WRITTEN INSTRUCTION – Could you rewrite the records, from the line with "page, that would be most helpful." through the end of the records, as a JSON list of strings with one string per line, skipping blank lines and leaving out any pictures?

EXERCISE INPUTS –
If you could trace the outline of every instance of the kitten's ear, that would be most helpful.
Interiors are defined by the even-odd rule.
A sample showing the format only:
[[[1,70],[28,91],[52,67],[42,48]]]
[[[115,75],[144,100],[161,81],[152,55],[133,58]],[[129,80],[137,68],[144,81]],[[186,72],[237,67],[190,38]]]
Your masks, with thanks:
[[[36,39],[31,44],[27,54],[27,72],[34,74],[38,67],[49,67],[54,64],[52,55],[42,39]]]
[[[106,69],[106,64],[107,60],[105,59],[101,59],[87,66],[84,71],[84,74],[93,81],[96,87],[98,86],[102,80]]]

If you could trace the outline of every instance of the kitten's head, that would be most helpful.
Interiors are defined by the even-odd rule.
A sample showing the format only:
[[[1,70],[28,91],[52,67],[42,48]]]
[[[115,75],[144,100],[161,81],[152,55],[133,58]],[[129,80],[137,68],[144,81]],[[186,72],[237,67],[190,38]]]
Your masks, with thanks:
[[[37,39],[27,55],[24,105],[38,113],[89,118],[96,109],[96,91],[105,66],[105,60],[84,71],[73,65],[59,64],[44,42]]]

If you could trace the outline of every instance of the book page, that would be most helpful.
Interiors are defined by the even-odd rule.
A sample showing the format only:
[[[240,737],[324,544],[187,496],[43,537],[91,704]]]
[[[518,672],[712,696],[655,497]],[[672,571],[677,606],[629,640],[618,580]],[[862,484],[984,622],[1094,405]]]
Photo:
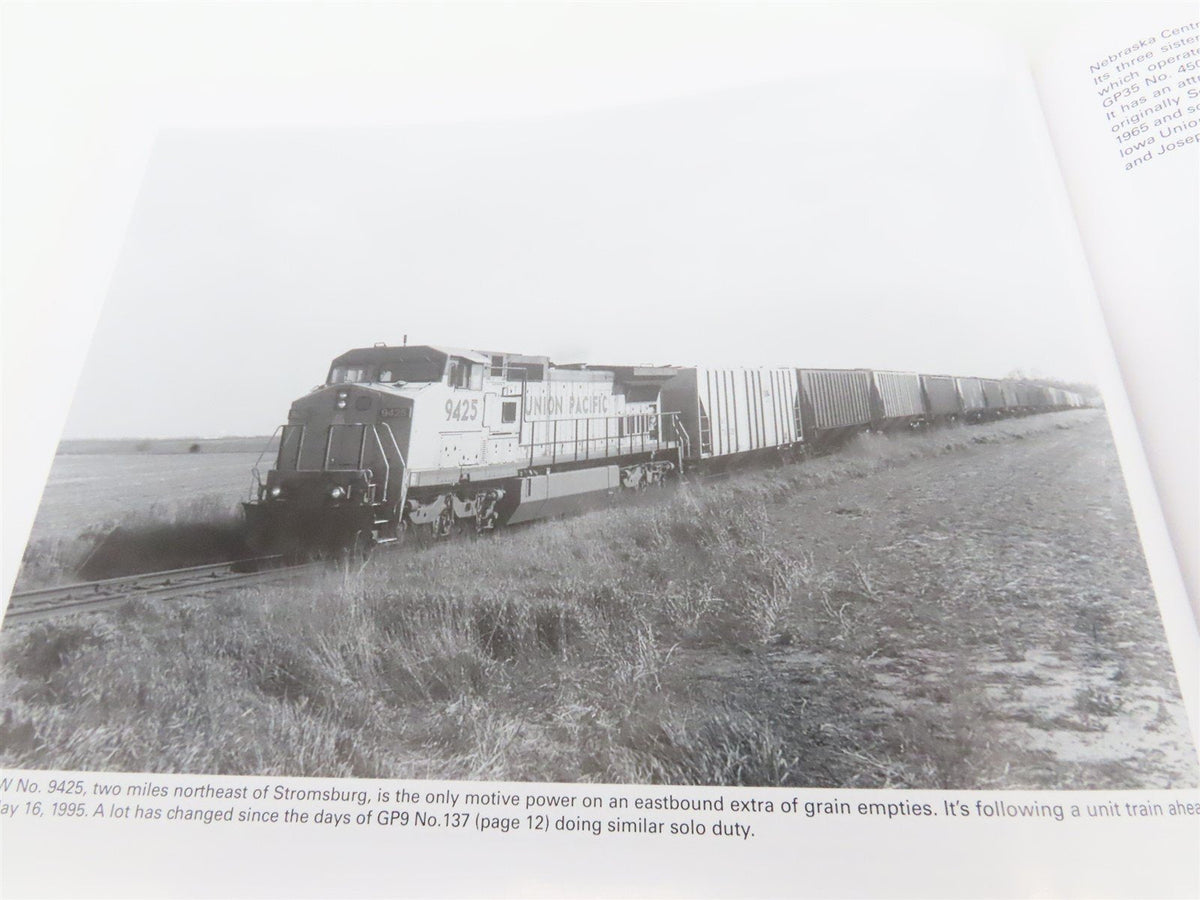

WRITTEN SOLUTION –
[
  "If you could trace the outline of every instance of the book page, that would be most helpful.",
  "Interiors are defined by the even-odd rule.",
  "A sample showing the format only:",
  "[[[240,737],[324,544],[187,496],[43,537],[91,704]]]",
  "[[[518,672],[712,696],[655,497]],[[672,571],[677,606],[629,640],[618,580]],[[862,484],[984,622],[1094,405]]]",
  "Photo:"
]